#### [Work instructions]
Report every line in the listing below that contains the string "target". Case counts, so match capitals and lowercase letters precisely.

#### [Dataset extract]
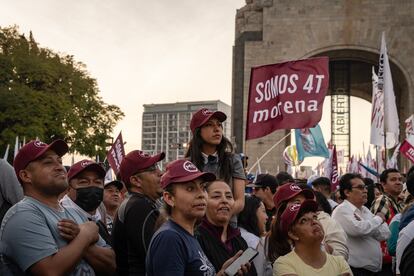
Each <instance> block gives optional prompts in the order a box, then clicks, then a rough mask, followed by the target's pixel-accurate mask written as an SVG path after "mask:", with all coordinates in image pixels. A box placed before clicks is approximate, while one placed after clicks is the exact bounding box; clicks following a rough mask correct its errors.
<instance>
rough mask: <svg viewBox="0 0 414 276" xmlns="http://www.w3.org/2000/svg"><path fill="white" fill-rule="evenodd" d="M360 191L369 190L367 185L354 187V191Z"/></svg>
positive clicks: (359, 185) (352, 186)
mask: <svg viewBox="0 0 414 276" xmlns="http://www.w3.org/2000/svg"><path fill="white" fill-rule="evenodd" d="M354 188H355V189H358V190H365V189H368V186H367V185H362V184H361V185H357V186H352V189H354Z"/></svg>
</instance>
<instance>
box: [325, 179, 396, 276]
mask: <svg viewBox="0 0 414 276" xmlns="http://www.w3.org/2000/svg"><path fill="white" fill-rule="evenodd" d="M339 191H340V193H341V197H342V198H343V199H344V202H342V203H341V204H339V205H338V206H337V207H336V208H335V210H334V211H333V213H332V218H333V219H335V220H336V221H337V222H338V223H339V224H340V225H341V226H342V228H343V229H344V231H345V233H346V234H347V235H348V249H349V260H348V263H349V265H350V266H351V269H352V272H353V274H354V276H359V275H376V274H375V273H376V272H378V271H380V270H381V266H382V252H381V246H380V242H381V241H383V240H386V239H388V237H389V236H390V230H389V229H388V225H387V223H384V222H385V216H384V214H382V213H381V212H379V213H377V214H376V215H374V214H372V213H371V212H370V210H369V209H368V208H367V207H365V206H364V204H365V202H366V201H367V188H366V186H365V184H364V182H363V180H362V178H361V176H360V175H358V174H353V173H347V174H345V175H343V176H342V177H341V179H340V180H339Z"/></svg>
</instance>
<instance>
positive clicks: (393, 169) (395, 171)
mask: <svg viewBox="0 0 414 276" xmlns="http://www.w3.org/2000/svg"><path fill="white" fill-rule="evenodd" d="M393 172H398V173H399V172H400V171H399V170H397V169H386V170H384V171H383V172H382V173H381V174H380V182H381V183H386V182H387V178H388V174H390V173H393Z"/></svg>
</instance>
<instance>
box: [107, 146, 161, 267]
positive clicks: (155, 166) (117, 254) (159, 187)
mask: <svg viewBox="0 0 414 276" xmlns="http://www.w3.org/2000/svg"><path fill="white" fill-rule="evenodd" d="M164 157H165V154H164V153H163V152H162V153H160V154H157V155H154V156H150V155H148V154H145V153H143V152H142V151H139V150H134V151H132V152H130V153H128V154H127V155H126V156H125V157H124V158H123V159H122V162H121V166H120V174H121V179H122V181H123V182H124V184H125V187H126V189H127V190H128V194H129V196H128V197H127V198H126V199H125V200H124V201H123V202H122V204H121V205H120V206H119V209H118V213H117V215H116V217H115V221H114V226H113V229H112V237H113V247H114V249H115V253H116V263H117V272H118V274H119V275H145V272H146V271H145V257H146V253H147V250H148V247H149V243H150V241H151V238H152V235H153V234H154V232H155V231H154V226H155V223H156V221H157V219H158V217H159V206H158V205H157V200H158V199H159V198H160V197H161V195H162V193H163V189H162V188H161V185H160V180H161V171H160V169H159V168H158V165H157V163H158V162H160V161H161V160H163V159H164Z"/></svg>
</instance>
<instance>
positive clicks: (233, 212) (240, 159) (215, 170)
mask: <svg viewBox="0 0 414 276" xmlns="http://www.w3.org/2000/svg"><path fill="white" fill-rule="evenodd" d="M226 118H227V116H226V114H224V113H223V112H220V111H211V110H208V109H206V108H202V109H200V110H199V111H197V112H196V113H194V114H193V117H192V118H191V123H190V128H191V132H192V134H193V137H192V139H191V141H190V142H189V148H188V151H187V153H186V157H187V158H189V159H190V161H191V162H193V163H194V164H195V165H196V166H197V168H198V169H199V170H201V171H205V172H211V173H214V174H215V175H216V177H217V178H220V179H223V180H224V181H225V182H226V183H227V184H228V185H230V187H231V189H232V192H233V195H234V200H235V203H234V208H233V215H237V214H238V213H240V212H241V210H243V207H244V189H245V185H246V175H245V172H244V169H243V164H242V162H241V158H240V156H239V155H237V154H234V153H233V145H232V144H231V142H230V141H229V140H228V139H227V138H226V137H224V136H223V122H224V121H225V120H226Z"/></svg>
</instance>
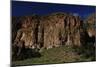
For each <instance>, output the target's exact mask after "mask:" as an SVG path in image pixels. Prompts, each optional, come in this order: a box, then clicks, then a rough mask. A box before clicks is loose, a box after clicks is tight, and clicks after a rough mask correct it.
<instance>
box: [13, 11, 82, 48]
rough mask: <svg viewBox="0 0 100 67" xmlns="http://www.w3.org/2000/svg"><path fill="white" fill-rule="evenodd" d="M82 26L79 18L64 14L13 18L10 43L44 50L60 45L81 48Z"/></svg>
mask: <svg viewBox="0 0 100 67" xmlns="http://www.w3.org/2000/svg"><path fill="white" fill-rule="evenodd" d="M82 25H83V22H81V19H80V18H79V16H74V15H72V14H65V13H54V14H50V15H47V16H35V15H34V16H24V17H13V18H12V43H13V44H14V45H17V46H21V45H24V46H25V47H26V48H42V47H43V48H46V49H48V48H52V47H59V46H61V45H72V46H73V45H74V46H81V45H82V41H81V38H82V36H81V33H82V30H83V28H82Z"/></svg>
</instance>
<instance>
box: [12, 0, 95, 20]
mask: <svg viewBox="0 0 100 67" xmlns="http://www.w3.org/2000/svg"><path fill="white" fill-rule="evenodd" d="M11 7H12V8H11V11H12V16H27V15H33V14H36V15H47V14H50V13H54V12H65V13H73V14H77V15H79V16H81V17H82V18H84V17H86V16H88V15H90V14H92V13H95V12H96V6H89V5H72V4H55V3H41V2H25V1H24V2H23V1H12V6H11Z"/></svg>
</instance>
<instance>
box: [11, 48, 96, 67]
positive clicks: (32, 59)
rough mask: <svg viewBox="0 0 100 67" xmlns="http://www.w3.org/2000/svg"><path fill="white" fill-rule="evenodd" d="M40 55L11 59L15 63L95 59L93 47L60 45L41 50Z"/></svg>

#### [Exercise output]
Each <instance> block gives optional prompts in the order a box, then clicks, then a rough mask, followed by the target's pixel-accurate mask written as an SVG path after "mask:", with all coordinates in image pixels. A box placed before clicks is approximate, while one placed after clicks is the exact bounding box; clicks following a rough mask correct its errors.
For each <instance>, output the target's exact mask after "mask:" as an SVG path in image pixels. Prompts, each optional, come in this order: a box, then clicks, then a rough mask. A box before clicks is loose, a box after clicks is tight, and clicks after a rough mask correct it.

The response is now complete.